[Point-per-instance localization data]
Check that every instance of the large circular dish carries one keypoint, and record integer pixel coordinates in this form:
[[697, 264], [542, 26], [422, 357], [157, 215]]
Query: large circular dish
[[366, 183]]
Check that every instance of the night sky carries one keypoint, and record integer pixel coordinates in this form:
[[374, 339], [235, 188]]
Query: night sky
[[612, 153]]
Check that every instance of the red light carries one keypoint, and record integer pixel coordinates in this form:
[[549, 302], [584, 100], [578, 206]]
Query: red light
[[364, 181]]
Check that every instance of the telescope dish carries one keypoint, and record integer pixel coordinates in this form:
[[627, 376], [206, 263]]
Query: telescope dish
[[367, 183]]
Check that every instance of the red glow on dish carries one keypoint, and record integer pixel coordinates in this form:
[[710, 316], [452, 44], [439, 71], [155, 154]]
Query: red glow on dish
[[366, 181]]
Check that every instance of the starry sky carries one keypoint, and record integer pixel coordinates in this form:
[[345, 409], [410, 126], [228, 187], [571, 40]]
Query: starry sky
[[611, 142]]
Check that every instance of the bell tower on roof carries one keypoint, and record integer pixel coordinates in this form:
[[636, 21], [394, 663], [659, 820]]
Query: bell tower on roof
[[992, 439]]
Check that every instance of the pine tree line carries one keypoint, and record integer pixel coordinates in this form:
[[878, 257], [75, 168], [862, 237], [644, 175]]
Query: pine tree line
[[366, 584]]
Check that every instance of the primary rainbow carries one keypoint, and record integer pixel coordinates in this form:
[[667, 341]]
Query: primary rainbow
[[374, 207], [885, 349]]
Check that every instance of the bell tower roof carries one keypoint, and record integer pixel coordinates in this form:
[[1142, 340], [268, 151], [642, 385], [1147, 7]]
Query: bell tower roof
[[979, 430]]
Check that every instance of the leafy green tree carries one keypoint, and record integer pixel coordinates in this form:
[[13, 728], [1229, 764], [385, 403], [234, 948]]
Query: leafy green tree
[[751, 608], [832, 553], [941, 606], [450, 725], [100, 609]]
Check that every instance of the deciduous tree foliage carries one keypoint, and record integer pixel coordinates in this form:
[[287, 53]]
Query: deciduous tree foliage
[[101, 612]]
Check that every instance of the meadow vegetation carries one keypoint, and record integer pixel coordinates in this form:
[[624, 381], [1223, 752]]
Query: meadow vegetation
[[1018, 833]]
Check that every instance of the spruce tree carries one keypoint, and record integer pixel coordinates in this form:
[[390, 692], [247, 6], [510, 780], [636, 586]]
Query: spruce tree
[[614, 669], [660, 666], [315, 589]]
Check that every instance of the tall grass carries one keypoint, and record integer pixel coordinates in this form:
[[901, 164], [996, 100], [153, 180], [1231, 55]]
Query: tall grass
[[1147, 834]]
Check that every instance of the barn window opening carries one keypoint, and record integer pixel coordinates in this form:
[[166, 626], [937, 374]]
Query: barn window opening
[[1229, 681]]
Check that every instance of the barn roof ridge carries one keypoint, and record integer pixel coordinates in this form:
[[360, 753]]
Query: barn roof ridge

### Required work
Would you please copy the lines above, from the one holding "[[166, 626], [937, 374]]" through the last, and nothing else?

### Result below
[[166, 626], [937, 374]]
Query: barn window opening
[[1229, 681]]
Check that every instance of the barn roof ridge carries one keypoint, and record integer pixel coordinates in this form:
[[360, 753]]
Query: barn roof ridge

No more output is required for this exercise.